## Task description
Write the next part of the powerlifting training-log thread below, starting right after its last line.

## Supplied text
────────────────────────────────────────
Nothing else to report besides that Anytime Fitness sucks balls, not having two boxes, and only one f*cking power rack with one barbell only. Suckas got me for a year, but I'm the one to blame for not reading the cancellation policy closer. I was under the impression I can cancel anytime with 30days notice paying $50 fee..


----------



## StoliFTW (Jun 23, 2013)

Finished W3D1 today. 

Not going to go into detail as I follow the program strictly so you know what exercises I did with the 1RM in my first post.

Not gonna beat around the bush - this is a no bs program. Squats are a pain in the ass once you get to 80% of your 1RM. I'm always sore but I take it a sign I'm doing it right. I think I will look into #30 next. I like the program and it fits my style. I might run his programs all throughout my cycle if my shoulder lets me. All this benching will eventually take a toll I reckon, especially with #30 where it calls between 11 and 19 sets of bench press each session.

This powerlifting program should create the perfect foundation for future isolation type routines.


----------



## Dtownry (Jun 23, 2013)

YES YES AND YES.  I can't believe I just found this thread.  Awesome brother!

Ok I am not a guru but as one that has been through this I am here is you have questions.

Couple items:

1.  On bench I would work on a pause at the bottom.  I wished i would have concentrated on this more.  Nice pause on the chest and explode.  Tight lats, shoulder blades squeezed nice arch.
2.  Bro I know you will feel like death at the end of these workouts but DO NOT SKIP things.  If you have good mornings, take a break if you need to but do the good mornings and give them the same intensity as you do everything else.
3.  Stretch and foam roll on off days.
4.  Make sure you stretch and get shoulders and forearms warmed up before bench.  I had a lot of issues with shoulder pain and forearm pain.
5.  Ice as much as you can.
6.  Do the flys, light and concentrate on a stretch!  Its helps with the tightness from benching so much.


Good luck.  Subbed.
────────────────────────────────────────
Point annotation dataset records:
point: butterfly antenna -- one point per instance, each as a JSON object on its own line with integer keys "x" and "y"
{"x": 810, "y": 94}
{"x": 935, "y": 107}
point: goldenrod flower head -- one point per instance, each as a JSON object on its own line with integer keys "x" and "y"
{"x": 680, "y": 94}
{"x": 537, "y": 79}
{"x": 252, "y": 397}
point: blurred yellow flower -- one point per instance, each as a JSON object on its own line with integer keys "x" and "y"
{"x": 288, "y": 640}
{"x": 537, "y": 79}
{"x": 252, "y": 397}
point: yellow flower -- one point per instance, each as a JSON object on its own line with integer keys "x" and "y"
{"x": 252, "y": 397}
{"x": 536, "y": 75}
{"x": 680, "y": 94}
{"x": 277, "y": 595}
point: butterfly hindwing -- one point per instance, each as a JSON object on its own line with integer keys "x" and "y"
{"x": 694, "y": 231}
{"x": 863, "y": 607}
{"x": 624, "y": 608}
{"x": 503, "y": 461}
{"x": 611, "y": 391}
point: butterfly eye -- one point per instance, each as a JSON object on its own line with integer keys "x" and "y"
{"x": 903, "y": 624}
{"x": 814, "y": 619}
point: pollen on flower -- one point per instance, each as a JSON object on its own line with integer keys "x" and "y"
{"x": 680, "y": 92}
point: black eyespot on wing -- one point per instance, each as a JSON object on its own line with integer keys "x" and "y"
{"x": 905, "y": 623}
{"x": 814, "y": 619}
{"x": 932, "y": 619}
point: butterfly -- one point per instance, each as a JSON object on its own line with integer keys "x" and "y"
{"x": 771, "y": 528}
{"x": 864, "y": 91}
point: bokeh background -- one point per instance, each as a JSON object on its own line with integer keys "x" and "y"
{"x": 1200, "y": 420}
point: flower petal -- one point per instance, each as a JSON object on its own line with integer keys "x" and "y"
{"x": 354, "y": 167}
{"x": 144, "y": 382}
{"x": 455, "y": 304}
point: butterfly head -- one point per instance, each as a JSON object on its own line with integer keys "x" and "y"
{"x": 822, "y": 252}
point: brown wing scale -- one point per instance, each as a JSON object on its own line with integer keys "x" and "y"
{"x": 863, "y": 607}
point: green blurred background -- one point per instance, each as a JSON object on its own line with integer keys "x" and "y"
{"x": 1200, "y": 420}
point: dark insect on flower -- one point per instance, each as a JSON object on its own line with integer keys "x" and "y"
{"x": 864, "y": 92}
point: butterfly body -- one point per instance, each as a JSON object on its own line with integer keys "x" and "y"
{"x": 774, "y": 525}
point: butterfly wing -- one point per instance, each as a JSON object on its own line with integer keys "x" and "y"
────────────────────────────────────────
## Written response
----------



## Dtownry (Jun 23, 2013)

StoliFTW said:


> Week 1 Day Three:
> 
> https://www.dropbox.com/s/qv9myvmchb7jc2z/sheiko week1 day3.png
> 
> ...



A good an exercise is standing cables pulls.  Gran a rope by your forehead and bend at the waist using your abs.  The same exercis eyou see people doing on their knees but do them standing. Go heavy.  This will help with squats especially when you have front squats in other sheiko runs.

Also do those barbell lunges man.  They suck but go as heavy as you can.  I think I used to use around 155-165lbs.


----------



## Dtownry (Jun 23, 2013)

PillarofBalance said:


> Yes 12 sets.



LOL yea.  Some days even more.  There are days with 15-16  sets of heavy ass squats.


----------



## StoliFTW (Jun 23, 2013)

Dtownry said:


> Couple items:
> 1.  On bench I would work on a pause at the bottom.  I wished i would have concentrated on this more.  Nice pause on the chest and explode.  Tight lats, shoulder blades squeezed nice arch.
> 2.  Bro I know you will feel like death at the end of these workouts but DO NOT SKIP things.  If you have good mornings, take a break if you need to but do the good mornings and give them the same intensity as you do everything else.
> 3.  Stretch and foam roll on off days.
> ...



Thanks for pointers DT. I only skipped the good mornings on D1, since then I'm sticking to the program to a tee(?). Haven't applied any ice yet or done any stretching on off days. I think that should help a lot. Will post back after W3 is done with.


----------



## Jada (Jun 24, 2013)

how the hell i missed ur log! followin ur log brother


----------



## PillarofBalance (Jun 24, 2013)

Do what Dtown says. He knows whats up. He ran this shit back to back. That takes testicles the size of... I don't even know. Something huge.


----------



## StoliFTW (Jul 4, 2013)

Sheiko #29 done. 

Torture really. I was hurting these last 2 weeks every time I left the gym. Hurting in a good way, no pain or anything.. 

Finished strong IMO. The 85% 1RM sets felt very good L2 weeks. Overall, I must say I am very impressed with this program. I will not go back to back with another Sheiko program though. I'm going to look into a different program - maybe GVT or a hybrid of some sort. Considering I'm in the middle of week 4 with my cycle I need to make the most out of the next 10 weeks. 

Recommend this program to all you bros. This is real man shit - strength gains guaranteed.  Gotta go watch Fast and Furios 6 now. Happy 4th everyone.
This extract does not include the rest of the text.